◆ **Data rows**:
========================
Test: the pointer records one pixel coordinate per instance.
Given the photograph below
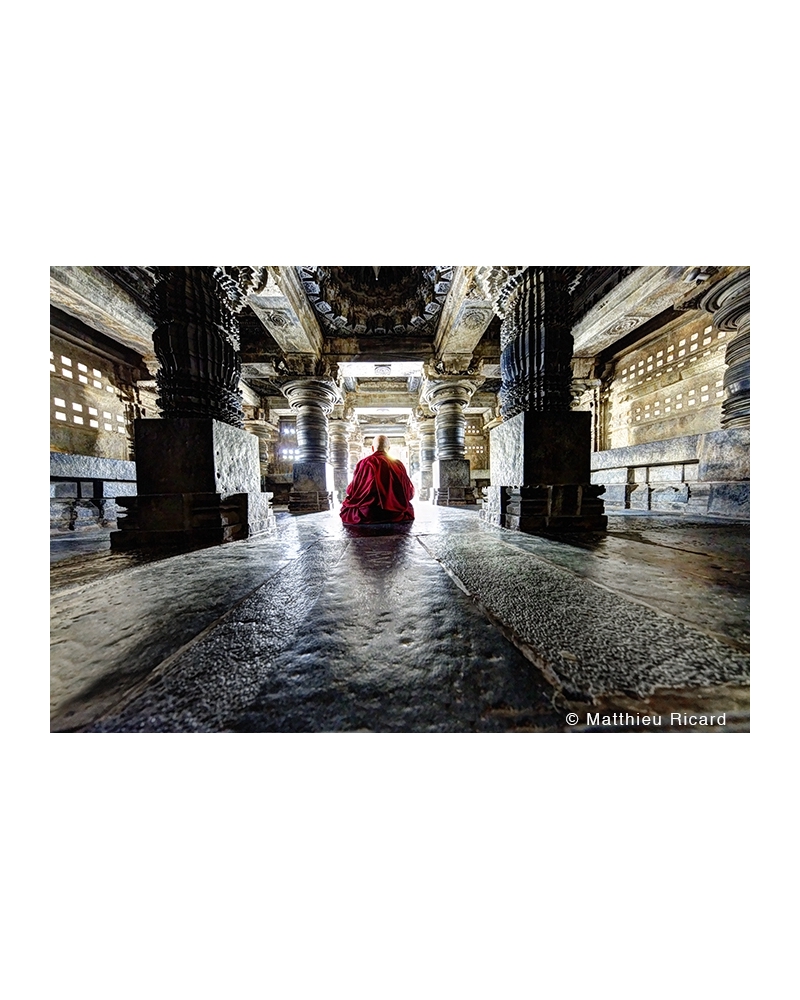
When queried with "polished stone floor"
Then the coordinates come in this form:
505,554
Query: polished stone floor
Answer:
444,625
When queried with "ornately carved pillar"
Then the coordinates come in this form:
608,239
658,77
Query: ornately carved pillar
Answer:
312,400
451,471
540,454
355,449
427,456
729,304
195,345
197,470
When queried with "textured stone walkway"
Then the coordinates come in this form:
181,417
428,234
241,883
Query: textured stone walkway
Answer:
449,625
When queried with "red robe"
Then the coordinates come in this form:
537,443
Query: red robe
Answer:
380,491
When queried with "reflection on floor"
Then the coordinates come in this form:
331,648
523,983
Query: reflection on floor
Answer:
444,625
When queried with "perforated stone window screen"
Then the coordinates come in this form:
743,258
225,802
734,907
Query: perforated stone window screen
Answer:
76,385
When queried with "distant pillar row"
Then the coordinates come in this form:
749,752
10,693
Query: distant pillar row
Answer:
427,456
540,455
729,304
451,472
198,471
312,474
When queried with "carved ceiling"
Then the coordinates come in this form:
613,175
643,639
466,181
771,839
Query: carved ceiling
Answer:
397,301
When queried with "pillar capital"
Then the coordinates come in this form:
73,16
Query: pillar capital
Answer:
316,392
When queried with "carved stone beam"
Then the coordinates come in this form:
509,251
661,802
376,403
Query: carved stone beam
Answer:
465,316
284,310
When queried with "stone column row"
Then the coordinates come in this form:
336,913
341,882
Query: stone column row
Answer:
197,469
729,304
540,456
450,469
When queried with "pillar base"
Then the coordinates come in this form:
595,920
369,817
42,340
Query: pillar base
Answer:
190,520
312,488
198,483
546,509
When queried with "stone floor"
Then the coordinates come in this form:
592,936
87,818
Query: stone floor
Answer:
445,625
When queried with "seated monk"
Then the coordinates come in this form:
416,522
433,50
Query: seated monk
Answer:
380,491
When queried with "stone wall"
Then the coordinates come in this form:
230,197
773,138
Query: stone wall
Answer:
697,473
668,388
83,489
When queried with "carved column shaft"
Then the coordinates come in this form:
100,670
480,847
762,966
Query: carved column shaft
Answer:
427,445
200,367
540,455
729,304
450,430
536,342
339,452
312,401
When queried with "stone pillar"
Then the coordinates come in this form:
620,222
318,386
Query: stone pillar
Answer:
338,431
540,455
427,455
197,469
451,472
312,400
194,342
729,304
355,448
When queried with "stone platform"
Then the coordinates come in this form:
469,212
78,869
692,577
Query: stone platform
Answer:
447,624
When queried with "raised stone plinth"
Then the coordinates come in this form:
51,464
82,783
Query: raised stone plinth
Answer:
198,483
534,448
540,470
312,487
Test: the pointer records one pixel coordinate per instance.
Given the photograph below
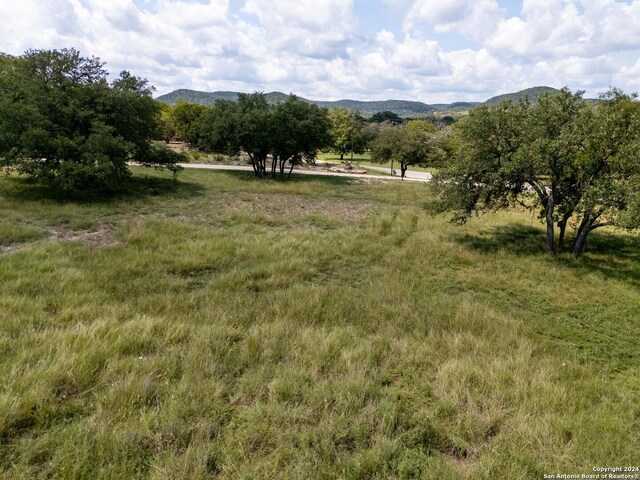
========================
◆ **Your instructions**: Gather every line of the listing above that contains the string "beam", and copy each one in full.

◆ **Task output**:
When queried with "carved stone beam"
Query: carved stone beam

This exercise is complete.